EXERCISE REQUIREMENTS: Output the material below verbatim, preserving every line without alteration.

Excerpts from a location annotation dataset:
++++++++++

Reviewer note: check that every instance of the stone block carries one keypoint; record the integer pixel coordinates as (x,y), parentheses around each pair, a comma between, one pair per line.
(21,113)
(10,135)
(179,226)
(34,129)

++++++++++

ANSWER:
Reviewer note: check that every instance of the stone block carries one keypoint; record the integer pixel coordinates as (x,y), parentheses around each pair, a comma between, one pair per line.
(21,113)
(10,135)
(179,226)
(34,129)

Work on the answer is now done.